Records from a data collection

---

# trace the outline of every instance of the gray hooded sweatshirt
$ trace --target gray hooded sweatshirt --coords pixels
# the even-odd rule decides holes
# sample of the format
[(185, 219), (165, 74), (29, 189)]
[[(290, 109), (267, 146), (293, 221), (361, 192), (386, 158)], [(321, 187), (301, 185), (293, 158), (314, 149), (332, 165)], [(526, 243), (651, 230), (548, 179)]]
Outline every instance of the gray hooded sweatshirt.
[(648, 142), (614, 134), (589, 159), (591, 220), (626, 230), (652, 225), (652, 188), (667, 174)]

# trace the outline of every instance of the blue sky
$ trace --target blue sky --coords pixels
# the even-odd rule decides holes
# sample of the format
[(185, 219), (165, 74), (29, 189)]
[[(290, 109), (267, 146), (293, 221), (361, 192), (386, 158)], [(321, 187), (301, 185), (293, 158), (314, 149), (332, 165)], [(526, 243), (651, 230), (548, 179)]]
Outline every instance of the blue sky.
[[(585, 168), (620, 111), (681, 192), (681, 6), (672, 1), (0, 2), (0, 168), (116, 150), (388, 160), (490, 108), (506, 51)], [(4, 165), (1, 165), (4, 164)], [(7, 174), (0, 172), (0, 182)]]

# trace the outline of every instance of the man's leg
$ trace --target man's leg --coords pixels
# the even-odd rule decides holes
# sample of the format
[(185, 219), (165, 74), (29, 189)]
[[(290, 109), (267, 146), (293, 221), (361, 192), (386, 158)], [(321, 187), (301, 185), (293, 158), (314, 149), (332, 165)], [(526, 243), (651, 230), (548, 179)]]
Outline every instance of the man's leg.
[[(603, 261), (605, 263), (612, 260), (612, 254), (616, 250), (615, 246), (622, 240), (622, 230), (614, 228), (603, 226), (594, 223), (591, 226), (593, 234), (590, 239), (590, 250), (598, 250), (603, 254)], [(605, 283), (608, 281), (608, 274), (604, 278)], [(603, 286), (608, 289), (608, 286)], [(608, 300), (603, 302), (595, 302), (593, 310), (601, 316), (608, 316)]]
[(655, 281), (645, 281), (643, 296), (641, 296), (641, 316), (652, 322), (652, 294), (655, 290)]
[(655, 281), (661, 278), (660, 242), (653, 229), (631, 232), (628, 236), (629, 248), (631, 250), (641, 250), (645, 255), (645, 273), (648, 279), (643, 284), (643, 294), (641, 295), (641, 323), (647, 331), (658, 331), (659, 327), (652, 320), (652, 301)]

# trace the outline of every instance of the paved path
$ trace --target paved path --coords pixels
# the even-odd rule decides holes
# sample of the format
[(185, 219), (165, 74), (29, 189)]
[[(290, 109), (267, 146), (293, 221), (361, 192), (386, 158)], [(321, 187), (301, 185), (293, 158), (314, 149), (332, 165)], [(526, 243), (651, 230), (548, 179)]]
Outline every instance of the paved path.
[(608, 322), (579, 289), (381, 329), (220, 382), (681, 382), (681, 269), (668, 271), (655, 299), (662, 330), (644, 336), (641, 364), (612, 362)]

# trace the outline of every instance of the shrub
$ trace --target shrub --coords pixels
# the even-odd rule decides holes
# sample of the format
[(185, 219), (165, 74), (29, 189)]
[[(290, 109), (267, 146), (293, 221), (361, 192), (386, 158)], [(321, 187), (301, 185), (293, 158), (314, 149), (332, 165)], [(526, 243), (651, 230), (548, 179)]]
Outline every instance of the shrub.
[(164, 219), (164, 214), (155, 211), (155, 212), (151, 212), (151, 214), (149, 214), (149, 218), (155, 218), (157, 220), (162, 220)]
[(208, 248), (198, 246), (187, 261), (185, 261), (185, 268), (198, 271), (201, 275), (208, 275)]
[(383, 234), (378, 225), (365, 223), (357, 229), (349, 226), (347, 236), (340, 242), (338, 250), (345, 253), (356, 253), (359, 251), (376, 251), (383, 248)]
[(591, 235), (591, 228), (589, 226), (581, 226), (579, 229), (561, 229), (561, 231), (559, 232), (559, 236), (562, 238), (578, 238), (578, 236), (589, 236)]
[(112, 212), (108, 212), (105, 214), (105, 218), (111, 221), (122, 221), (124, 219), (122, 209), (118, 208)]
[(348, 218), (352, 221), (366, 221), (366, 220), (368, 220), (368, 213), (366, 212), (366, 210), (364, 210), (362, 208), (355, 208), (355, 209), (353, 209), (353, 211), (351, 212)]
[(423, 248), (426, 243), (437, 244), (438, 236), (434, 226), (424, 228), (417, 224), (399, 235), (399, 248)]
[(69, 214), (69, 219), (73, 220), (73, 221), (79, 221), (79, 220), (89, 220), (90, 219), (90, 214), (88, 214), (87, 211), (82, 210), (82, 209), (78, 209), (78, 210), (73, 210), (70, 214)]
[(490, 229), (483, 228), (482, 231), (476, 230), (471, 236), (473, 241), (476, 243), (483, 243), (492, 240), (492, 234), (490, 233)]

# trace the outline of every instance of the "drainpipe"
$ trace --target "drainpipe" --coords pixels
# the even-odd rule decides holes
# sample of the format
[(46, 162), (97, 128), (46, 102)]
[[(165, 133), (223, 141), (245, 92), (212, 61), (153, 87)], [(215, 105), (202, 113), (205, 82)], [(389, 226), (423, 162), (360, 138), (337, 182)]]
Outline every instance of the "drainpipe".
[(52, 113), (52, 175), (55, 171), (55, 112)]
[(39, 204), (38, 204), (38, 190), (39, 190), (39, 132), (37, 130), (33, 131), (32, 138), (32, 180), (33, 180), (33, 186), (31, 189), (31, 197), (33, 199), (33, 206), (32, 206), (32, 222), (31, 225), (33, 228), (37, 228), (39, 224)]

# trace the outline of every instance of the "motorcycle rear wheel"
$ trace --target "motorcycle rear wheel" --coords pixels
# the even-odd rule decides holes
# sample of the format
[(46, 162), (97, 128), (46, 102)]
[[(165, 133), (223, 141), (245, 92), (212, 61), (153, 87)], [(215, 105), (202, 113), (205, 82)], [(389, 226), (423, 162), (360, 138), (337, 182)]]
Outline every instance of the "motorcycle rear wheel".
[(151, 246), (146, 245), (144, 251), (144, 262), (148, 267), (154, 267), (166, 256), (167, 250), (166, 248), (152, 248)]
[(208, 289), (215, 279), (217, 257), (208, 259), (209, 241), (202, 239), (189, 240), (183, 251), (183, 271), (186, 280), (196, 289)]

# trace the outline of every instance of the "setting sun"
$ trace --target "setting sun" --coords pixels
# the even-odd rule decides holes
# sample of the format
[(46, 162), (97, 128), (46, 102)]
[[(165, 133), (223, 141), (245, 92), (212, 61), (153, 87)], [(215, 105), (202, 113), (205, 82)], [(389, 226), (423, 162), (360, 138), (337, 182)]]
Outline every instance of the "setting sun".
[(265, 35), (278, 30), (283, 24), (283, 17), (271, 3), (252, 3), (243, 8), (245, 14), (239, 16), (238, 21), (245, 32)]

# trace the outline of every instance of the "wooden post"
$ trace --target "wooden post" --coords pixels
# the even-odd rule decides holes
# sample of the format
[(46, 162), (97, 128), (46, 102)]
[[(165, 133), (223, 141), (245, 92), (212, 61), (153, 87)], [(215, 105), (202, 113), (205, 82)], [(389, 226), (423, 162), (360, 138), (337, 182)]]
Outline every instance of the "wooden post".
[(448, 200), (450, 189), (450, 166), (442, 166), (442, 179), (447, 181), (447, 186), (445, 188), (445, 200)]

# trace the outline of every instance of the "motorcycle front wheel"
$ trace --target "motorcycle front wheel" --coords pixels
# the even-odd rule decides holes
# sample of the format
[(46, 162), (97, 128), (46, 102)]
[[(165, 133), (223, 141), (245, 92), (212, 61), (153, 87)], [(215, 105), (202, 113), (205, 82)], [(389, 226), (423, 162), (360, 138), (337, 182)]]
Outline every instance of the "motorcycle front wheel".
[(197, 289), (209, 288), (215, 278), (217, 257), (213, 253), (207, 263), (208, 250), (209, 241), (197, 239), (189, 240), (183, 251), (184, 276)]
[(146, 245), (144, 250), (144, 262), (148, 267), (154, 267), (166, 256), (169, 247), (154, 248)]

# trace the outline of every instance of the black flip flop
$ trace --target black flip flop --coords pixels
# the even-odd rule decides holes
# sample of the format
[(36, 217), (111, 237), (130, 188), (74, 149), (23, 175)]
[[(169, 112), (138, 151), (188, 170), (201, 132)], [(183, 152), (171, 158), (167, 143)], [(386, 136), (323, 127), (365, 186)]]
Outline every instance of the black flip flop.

---

Put the lines of the material from the line with "# trace the outline of every instance of the shrub" to the line with "235), (399, 248)]", both included, into a JSON list of strings, one string per line and no blank lines.

[
  "# trace the outline of every instance of the shrub",
  "$ trace --target shrub --coords pixels",
  "# the even-odd rule decides holes",
  "# sample of the format",
  "[(185, 219), (165, 74), (29, 189)]",
  "[[(290, 109), (267, 146), (293, 221), (361, 192), (386, 158)], [(321, 187), (301, 185), (293, 158), (314, 149), (332, 165)], [(526, 243), (651, 230), (548, 179)]]",
  "Outline every instance of the shrub.",
  "[(164, 219), (164, 214), (155, 211), (155, 212), (151, 212), (151, 214), (149, 214), (149, 218), (155, 218), (157, 220), (162, 220)]",
  "[(208, 248), (198, 246), (187, 261), (185, 261), (185, 268), (198, 271), (201, 275), (208, 275)]",
  "[(383, 234), (378, 225), (365, 223), (357, 229), (349, 226), (347, 236), (340, 242), (338, 250), (345, 253), (356, 253), (359, 251), (376, 251), (383, 248)]",
  "[(591, 235), (591, 228), (589, 226), (581, 226), (579, 229), (561, 229), (561, 231), (559, 232), (559, 236), (562, 238), (578, 238), (578, 236), (589, 236)]",
  "[(112, 212), (108, 212), (105, 214), (105, 218), (111, 221), (122, 221), (124, 219), (122, 209), (118, 208)]",
  "[(348, 218), (352, 221), (366, 221), (366, 220), (368, 220), (368, 213), (366, 212), (366, 210), (364, 210), (362, 208), (355, 208), (355, 209), (353, 209), (353, 211), (351, 212)]",
  "[(423, 248), (426, 243), (437, 244), (438, 236), (434, 226), (424, 228), (417, 224), (399, 235), (399, 248)]"
]